[Records provided]

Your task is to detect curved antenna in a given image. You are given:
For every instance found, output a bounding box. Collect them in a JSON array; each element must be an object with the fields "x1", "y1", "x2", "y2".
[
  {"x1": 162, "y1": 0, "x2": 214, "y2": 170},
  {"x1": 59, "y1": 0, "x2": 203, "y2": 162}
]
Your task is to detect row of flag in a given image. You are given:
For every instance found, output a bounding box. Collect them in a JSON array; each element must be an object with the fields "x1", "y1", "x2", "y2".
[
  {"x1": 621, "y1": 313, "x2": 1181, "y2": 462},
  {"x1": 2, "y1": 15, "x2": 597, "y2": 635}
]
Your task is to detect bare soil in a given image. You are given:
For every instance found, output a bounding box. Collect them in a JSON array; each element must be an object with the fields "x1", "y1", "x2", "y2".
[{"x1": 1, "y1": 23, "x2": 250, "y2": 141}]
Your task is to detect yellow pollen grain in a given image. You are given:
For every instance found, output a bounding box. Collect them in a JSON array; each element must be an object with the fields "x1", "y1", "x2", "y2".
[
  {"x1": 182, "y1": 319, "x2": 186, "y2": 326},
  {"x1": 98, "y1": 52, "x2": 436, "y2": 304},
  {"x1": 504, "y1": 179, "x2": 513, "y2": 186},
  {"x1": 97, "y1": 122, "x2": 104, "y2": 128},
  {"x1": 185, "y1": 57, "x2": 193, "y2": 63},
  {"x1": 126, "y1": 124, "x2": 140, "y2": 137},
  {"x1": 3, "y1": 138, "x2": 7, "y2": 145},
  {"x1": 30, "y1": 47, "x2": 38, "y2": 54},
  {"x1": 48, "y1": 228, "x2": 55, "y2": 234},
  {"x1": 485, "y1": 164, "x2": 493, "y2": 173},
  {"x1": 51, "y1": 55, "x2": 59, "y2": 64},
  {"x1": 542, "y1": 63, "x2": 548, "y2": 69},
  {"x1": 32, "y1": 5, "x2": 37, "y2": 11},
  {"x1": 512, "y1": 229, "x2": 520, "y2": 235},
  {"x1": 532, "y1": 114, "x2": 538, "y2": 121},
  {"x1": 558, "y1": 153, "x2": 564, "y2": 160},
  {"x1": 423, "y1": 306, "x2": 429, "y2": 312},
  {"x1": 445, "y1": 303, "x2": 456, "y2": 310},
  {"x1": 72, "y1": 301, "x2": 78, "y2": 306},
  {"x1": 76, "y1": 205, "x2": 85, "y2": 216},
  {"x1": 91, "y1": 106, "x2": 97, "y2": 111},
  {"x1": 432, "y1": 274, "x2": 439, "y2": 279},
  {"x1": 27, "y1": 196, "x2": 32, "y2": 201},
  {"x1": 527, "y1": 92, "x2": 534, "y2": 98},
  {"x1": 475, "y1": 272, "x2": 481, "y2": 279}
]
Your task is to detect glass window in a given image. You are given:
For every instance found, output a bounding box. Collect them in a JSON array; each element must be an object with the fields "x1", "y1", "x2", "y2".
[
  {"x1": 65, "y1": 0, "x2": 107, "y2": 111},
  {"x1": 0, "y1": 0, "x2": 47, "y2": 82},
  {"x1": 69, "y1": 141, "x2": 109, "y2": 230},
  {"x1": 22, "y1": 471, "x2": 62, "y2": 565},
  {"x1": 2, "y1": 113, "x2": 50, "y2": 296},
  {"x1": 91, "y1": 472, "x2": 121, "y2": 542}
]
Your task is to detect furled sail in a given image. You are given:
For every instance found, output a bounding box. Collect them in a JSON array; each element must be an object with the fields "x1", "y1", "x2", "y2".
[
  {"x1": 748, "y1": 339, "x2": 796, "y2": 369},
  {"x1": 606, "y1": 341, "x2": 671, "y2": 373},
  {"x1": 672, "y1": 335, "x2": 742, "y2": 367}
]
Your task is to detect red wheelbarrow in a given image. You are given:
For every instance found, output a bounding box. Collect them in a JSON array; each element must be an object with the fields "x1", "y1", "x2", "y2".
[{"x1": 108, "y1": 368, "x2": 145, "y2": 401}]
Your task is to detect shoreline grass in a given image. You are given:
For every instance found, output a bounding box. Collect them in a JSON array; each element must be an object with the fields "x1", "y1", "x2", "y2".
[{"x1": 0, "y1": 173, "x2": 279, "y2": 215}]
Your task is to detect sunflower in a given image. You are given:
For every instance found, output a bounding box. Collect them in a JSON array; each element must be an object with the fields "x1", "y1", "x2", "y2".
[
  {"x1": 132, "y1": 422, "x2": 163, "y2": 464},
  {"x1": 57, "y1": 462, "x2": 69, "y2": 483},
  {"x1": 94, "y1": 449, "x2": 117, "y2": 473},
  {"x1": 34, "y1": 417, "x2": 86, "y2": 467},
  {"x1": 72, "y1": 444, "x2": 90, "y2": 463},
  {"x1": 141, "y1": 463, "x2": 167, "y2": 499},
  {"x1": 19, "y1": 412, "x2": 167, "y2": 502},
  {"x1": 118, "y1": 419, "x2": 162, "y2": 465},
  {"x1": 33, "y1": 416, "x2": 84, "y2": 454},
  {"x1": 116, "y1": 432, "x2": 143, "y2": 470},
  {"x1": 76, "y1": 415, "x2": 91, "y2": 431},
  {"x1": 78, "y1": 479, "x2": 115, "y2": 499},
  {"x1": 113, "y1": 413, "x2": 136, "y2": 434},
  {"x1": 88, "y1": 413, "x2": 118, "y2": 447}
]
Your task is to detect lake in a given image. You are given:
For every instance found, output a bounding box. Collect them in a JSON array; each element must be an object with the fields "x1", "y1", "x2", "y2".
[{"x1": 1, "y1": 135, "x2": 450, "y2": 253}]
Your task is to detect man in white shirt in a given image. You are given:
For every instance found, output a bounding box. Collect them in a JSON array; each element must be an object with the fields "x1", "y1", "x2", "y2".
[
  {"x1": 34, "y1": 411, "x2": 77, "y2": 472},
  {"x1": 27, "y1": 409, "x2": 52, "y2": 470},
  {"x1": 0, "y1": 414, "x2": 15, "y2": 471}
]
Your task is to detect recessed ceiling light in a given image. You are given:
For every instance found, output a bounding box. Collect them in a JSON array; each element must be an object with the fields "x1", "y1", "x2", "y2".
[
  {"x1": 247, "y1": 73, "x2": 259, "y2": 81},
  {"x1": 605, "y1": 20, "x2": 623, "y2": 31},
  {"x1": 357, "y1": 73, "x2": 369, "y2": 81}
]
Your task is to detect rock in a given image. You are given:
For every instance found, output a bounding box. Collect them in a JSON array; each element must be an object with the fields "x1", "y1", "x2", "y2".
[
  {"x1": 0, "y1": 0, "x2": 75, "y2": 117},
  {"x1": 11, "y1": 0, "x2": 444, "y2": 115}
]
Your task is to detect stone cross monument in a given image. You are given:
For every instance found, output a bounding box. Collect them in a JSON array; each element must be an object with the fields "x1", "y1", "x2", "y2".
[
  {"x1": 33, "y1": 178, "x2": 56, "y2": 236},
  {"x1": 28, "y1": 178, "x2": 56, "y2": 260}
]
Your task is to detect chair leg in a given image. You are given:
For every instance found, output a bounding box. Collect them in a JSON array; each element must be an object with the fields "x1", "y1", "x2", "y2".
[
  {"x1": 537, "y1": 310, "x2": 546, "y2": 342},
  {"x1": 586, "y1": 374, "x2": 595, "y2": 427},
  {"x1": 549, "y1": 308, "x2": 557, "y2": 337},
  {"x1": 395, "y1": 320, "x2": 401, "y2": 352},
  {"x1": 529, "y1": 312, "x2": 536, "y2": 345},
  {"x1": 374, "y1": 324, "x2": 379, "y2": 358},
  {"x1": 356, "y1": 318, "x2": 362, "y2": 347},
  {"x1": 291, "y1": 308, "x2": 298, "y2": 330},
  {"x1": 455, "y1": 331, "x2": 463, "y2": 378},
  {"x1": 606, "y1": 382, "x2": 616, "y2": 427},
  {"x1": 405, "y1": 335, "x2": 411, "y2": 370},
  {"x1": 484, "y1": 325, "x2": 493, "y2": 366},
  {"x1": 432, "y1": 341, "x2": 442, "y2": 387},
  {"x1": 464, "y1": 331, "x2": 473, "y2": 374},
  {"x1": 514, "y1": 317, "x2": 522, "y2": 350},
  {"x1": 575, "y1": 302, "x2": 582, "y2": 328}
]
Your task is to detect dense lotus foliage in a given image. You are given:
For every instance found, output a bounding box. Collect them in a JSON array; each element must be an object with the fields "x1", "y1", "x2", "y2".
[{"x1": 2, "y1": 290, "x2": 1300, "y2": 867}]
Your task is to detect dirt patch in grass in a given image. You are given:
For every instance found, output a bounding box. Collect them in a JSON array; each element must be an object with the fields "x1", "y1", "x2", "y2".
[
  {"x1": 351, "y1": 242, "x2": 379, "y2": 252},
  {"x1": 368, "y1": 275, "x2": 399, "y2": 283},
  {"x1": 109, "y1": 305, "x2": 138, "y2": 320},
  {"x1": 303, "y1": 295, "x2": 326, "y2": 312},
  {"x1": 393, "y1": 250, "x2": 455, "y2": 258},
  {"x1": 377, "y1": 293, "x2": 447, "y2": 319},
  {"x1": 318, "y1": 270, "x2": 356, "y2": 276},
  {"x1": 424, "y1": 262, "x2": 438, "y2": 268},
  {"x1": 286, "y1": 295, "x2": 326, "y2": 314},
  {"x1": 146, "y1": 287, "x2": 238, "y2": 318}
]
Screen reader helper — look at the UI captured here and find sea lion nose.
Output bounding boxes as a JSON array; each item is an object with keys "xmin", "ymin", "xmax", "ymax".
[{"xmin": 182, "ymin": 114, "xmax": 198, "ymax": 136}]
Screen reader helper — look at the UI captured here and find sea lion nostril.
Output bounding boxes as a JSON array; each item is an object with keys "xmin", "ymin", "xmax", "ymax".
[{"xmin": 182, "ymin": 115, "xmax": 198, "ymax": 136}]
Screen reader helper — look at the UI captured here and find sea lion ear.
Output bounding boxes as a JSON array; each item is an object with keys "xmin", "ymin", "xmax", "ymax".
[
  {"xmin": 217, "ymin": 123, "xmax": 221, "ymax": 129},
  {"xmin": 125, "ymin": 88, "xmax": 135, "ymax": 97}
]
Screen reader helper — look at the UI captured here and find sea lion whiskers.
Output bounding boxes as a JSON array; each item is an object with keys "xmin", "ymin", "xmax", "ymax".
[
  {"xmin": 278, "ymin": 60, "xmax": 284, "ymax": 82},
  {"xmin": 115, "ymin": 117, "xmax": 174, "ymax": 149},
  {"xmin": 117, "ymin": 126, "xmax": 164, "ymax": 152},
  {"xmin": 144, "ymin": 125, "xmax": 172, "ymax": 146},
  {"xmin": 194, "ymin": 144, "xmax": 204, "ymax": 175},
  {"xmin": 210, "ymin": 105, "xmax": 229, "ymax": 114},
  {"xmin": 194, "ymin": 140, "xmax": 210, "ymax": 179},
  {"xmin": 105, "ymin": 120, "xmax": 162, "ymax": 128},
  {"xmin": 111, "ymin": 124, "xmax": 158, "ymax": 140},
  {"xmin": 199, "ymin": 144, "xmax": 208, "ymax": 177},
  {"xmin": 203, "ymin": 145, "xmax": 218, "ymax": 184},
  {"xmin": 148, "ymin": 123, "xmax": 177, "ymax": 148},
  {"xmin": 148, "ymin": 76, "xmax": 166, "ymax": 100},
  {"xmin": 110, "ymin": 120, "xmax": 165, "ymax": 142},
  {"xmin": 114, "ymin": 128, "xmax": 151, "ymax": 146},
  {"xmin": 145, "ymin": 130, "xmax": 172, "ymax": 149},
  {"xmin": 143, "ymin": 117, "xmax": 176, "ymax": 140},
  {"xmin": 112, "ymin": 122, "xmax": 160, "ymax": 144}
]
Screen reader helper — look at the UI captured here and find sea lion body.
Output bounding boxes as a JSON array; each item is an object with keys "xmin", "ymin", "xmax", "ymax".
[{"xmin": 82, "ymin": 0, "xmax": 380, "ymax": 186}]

[/Records provided]

Report each line in the entries where the string "grass" occurs.

Your task is to detect shoreline grass in a given image. You are given:
Your task is to detect dirt patch in grass in a given image. You are given:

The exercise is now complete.